==== MATERIAL SHOWN

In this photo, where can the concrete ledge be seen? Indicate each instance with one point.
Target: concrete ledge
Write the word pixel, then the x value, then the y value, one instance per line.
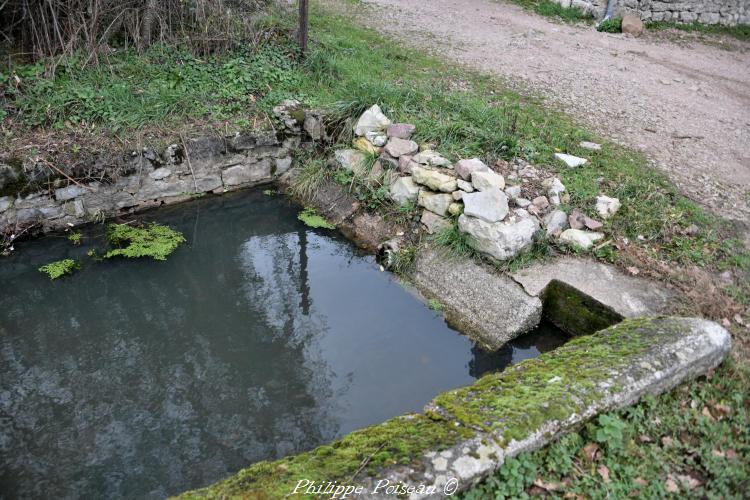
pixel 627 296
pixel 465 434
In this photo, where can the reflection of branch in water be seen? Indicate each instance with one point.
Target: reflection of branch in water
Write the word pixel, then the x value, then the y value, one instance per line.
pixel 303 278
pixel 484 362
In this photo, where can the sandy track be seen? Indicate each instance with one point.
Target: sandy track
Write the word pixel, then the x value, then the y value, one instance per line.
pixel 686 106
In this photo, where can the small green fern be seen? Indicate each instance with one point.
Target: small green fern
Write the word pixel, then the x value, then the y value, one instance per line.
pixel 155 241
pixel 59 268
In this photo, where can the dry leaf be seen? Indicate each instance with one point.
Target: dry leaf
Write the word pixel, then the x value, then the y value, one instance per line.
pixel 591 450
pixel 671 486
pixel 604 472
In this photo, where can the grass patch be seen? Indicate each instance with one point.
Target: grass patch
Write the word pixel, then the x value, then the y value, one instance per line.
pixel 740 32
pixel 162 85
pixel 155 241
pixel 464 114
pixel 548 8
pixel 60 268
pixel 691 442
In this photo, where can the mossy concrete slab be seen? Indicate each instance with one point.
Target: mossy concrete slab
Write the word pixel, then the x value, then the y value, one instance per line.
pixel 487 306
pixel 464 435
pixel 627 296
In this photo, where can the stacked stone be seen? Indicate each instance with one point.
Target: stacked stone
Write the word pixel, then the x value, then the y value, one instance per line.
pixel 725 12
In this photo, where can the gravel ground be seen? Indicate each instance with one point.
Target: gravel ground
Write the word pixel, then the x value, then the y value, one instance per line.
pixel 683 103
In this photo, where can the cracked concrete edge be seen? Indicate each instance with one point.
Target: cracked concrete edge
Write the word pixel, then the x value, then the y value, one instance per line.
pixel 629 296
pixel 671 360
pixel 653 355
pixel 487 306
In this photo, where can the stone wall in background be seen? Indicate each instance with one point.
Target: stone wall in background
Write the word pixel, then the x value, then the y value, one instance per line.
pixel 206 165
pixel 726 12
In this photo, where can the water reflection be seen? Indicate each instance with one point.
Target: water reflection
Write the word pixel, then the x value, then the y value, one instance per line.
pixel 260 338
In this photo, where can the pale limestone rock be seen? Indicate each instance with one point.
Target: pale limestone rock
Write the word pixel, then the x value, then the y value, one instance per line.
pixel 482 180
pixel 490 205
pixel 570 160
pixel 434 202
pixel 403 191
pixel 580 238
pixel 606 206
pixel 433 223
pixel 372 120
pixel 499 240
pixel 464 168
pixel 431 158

========
==== MATERIAL SHOWN

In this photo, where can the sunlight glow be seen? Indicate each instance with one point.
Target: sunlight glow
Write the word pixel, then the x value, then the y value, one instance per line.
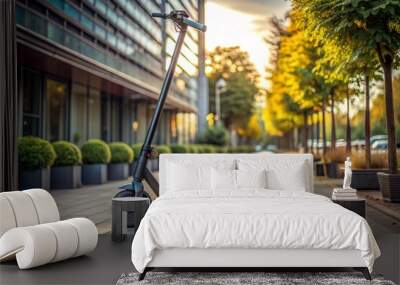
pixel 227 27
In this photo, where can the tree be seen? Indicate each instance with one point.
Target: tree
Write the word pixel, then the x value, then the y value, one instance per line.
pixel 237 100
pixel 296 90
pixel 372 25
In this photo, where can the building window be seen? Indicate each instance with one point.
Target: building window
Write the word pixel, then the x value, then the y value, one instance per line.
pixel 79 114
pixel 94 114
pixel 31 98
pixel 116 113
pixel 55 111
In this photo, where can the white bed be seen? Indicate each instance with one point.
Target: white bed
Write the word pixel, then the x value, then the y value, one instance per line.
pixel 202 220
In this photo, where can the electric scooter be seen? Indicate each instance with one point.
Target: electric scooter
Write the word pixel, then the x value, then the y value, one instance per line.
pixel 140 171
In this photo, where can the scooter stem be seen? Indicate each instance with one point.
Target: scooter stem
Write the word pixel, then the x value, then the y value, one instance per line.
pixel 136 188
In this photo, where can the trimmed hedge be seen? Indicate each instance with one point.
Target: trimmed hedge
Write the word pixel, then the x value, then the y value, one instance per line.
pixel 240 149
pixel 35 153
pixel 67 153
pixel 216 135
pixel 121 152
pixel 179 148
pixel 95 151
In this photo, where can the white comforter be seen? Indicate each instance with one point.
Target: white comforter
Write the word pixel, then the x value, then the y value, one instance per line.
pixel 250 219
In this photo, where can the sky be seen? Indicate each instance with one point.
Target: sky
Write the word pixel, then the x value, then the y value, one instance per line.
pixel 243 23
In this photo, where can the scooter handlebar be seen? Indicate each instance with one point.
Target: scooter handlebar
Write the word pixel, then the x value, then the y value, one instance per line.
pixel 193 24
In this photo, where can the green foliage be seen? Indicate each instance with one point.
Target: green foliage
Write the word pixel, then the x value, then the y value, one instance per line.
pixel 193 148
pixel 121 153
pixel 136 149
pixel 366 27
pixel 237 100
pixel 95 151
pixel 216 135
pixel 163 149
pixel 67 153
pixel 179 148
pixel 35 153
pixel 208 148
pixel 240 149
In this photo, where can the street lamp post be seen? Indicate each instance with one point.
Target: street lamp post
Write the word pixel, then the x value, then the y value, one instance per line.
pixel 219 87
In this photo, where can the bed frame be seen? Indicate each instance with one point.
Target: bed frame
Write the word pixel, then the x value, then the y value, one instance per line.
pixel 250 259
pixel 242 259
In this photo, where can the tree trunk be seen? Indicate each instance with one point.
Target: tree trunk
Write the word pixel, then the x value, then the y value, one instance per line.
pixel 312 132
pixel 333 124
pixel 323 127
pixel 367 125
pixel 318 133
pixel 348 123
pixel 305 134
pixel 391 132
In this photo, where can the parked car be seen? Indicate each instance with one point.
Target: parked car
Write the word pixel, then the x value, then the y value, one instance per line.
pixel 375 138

========

(WORK TO BE COMPLETED):
For each line in the records that holds "window", show that line as it stands.

(YOUR RESPONSE):
In this photo, where can the building window be seen? Indicate each instance with one point.
Target: building window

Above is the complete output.